◆ **WORK TO DO**:
- A) List each part of the machine type name n1-standard-1 that the Flink deployment text below explains, along with what the text says each part represents.
- B) In the Flink deployment text below, what tool does the library use to interact with the Kubernetes API?
- C) Continue the Flink deployment walkthrough below from its final sentence.
***** EXTRACT PROVIDED *****
Configuration and Code Upload: The library takes care of uploading all necessary configurations and user code to a designated location on Google Cloud Storage (GCS) or Amazon S3. This ensures that the Flink application's resources are readily available for deployment.
YAML Payload Generation: Once the upload process is complete, the library constructs a YAML payload. This payload contains crucial deployment information, including resource settings determined based on the specified worker type.

In terms of worker VM instance type naming convention, we would like to mention a little bit. We borrow a similar naming convention that Google Cloud has today. The naming convention n1-standard-1 refers to a specific predefined VM machine type. Let’s break down what each component of the name means:

n1: This indicates cpu type of the instance. In this case, it refers to the intel based on instances in the N1 series. Google Cloud Platform has multiple generations of instances with varying hardware and performance characteristics.
standard: This signifies the machine type family. "Standard" machine types offer a balanced ratio of 1 virtual CPU and 4 GB of memory for Task Manager and 0.5 vCPU and 2 GB memory for Job Manager
1: This represents the number of virtual CPUs (vCPUs) available in the instance. In the case of n1-standard-1, it means the instance has 1 virtual CPU.

Step 3:

Calling Kubernetes API with Fabric8: To initiate the deployment, the library interacts with the Kubernetes API using Fabric8. It's worth noting that Fabric8 initially lacked support for authentication in Google Kubernetes Engine (GKE) or Amazon Elastic Kubernetes Service (EKS). To address this limitation, our team implemented the necessary authentication support, which can be found in our Merge Request at GitHub PR [4].

Step 4:

Flink Operator Deployment: Upon receiving the YAML payload, the Flink Operator takes charge of deploying the various components of the Flink job. This includes provisioning resources and managing the deployment of the Flink Job Manager, Task Manager, and Job Service.
***** INFORMATION PROVIDED *****
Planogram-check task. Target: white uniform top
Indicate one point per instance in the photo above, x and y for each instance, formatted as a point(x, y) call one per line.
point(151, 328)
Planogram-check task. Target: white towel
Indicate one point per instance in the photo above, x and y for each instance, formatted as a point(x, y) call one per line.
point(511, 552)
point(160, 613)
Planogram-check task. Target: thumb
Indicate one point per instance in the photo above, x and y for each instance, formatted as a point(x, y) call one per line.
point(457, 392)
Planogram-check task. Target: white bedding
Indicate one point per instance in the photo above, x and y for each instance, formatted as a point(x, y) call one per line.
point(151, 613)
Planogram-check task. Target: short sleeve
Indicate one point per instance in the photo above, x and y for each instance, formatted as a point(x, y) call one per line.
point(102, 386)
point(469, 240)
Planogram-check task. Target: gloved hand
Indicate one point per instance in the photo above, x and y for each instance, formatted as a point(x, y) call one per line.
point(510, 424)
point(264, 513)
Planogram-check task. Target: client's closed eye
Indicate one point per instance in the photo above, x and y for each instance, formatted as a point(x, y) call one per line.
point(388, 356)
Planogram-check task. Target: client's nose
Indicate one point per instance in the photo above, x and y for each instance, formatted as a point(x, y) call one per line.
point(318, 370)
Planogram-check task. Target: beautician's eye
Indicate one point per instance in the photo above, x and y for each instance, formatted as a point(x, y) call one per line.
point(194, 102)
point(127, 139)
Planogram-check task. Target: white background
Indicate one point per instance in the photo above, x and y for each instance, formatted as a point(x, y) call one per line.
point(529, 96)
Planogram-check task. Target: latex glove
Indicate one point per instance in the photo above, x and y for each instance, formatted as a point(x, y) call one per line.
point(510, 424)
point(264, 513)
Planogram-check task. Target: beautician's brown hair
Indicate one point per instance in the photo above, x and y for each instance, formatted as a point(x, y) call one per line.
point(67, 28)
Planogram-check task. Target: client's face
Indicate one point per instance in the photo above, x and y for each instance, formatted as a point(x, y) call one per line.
*****
◆ **OUTPUTS IN ORDER**:
- A)
- n1: the CPU type of the instance, here the Intel-based instances in the N1 series
- standard: the machine type family, which gives a balanced ratio of 1 virtual CPU and 4 GB of memory for Task Manager and 0.5 vCPU and 2 GB of memory for Job Manager
- 1: the number of virtual CPUs available in the instance

- B) Fabric8.

- C)
Step 5:

Job Submission and Execution: Once the Flink Job Manager is up and running, it fetches the JAR file and configurations from the designated GCS or S3 location. With all necessary resources in place, it submits the Flink job to the Standalone Flink Cluster for execution.

Step 6

Continuous Monitoring: Post-deployment, our operator continuously monitors the status of the running Flink job. This real-time feedback loop enables us to promptly address any issues that may arise, ensuring the overall health and optimal performance of our Flink applications.

In summary, our deployment process leverages Apache Beam Pipeline Options, integrates seamlessly with Kubernetes and the Flink Operator, and employs custom logic to handle configuration uploads and authentication. This end-to-end workflow ensures a reliable and efficient deployment of Flink applications in Kubernetes clusters while maintaining vigilant monitoring for smooth operation. We created a sequence diagram to follow the steps below.

Fig 3_Build-Scalable-Self-Managed-Streaming-Infrastructure_palo-alto-networks.png

Developing an Autoscaler

Autoscaler is the key of the self-managed streaming service. There are not enough resources available on the internet for us to learn to build our own autoscaler which makes this problem even more tricky.

Autoscaler needs to scale up the number of task managers to drain the lag and keep up with the throughput. It will also scale down the minimum number of resources required to process the incoming traffic to save cost. We need to do this frequently while keeping the processing disruption to minimum.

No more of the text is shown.